Filter out all lines without the word "laptop" from the data below, please, and copy the rest.

Saved data entries:

· · ·

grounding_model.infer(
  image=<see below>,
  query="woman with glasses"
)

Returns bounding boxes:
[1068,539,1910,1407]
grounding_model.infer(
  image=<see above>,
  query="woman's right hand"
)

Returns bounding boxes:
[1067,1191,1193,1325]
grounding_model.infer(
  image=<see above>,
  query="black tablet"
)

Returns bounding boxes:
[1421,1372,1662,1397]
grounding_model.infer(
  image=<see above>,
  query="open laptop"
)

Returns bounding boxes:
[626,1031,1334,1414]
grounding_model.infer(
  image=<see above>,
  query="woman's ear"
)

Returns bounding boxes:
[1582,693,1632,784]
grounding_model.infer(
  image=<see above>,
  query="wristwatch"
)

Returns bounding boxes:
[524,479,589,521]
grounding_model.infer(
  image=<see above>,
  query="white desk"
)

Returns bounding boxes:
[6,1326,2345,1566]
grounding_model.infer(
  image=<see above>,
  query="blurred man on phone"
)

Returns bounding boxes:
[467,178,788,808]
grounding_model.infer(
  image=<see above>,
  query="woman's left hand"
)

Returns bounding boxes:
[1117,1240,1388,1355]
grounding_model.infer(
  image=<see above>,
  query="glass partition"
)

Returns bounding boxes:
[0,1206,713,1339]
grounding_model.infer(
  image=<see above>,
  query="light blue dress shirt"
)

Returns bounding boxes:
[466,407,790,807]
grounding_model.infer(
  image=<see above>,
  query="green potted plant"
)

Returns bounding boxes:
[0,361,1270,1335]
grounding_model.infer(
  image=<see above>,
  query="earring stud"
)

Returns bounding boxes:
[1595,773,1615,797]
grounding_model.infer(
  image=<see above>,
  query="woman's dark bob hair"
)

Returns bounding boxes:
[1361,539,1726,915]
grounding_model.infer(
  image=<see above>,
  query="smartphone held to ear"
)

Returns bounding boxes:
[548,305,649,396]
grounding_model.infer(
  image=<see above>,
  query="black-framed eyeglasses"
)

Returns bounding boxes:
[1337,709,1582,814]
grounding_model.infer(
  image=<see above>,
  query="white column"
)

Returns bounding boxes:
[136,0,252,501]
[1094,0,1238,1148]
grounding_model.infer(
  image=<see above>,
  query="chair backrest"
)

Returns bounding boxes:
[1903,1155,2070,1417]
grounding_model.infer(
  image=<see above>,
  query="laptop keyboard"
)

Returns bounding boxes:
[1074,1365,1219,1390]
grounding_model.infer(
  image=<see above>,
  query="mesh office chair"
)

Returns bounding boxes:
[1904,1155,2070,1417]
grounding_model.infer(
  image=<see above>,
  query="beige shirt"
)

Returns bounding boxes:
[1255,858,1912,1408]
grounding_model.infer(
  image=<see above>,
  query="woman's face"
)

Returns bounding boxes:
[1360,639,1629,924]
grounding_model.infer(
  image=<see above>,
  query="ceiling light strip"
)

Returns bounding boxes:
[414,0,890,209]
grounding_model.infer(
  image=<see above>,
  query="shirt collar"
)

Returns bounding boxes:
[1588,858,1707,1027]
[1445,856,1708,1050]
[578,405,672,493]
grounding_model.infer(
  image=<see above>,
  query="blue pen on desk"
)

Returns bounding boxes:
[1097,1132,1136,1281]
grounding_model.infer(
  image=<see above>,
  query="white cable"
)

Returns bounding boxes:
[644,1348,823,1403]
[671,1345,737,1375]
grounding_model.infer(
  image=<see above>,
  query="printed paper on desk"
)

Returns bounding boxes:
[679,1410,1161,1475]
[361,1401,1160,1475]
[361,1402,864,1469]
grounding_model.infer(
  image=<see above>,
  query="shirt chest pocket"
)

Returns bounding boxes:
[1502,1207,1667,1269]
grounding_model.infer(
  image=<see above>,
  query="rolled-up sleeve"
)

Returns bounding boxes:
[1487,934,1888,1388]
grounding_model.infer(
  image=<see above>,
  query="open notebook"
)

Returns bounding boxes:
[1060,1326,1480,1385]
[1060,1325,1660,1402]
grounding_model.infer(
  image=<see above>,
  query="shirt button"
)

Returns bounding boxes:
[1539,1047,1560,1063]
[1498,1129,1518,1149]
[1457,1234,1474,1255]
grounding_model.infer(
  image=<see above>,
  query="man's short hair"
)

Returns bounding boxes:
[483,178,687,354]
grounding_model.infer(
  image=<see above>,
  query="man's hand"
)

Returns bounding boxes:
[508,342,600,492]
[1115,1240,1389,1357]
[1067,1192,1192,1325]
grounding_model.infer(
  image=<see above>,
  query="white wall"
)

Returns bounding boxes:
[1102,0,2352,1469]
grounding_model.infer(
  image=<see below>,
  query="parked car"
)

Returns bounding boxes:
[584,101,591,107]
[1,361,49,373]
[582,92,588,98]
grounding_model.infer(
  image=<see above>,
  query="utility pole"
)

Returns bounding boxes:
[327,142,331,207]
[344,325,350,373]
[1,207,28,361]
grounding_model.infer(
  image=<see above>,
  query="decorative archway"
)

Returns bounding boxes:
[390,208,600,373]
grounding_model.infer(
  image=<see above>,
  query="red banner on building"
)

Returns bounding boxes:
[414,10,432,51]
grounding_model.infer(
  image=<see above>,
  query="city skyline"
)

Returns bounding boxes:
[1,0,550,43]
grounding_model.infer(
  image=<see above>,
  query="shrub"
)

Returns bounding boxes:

· · ·

▸ **RESPONSE BOX**:
  query="open laptop"
  query="laptop keyboard"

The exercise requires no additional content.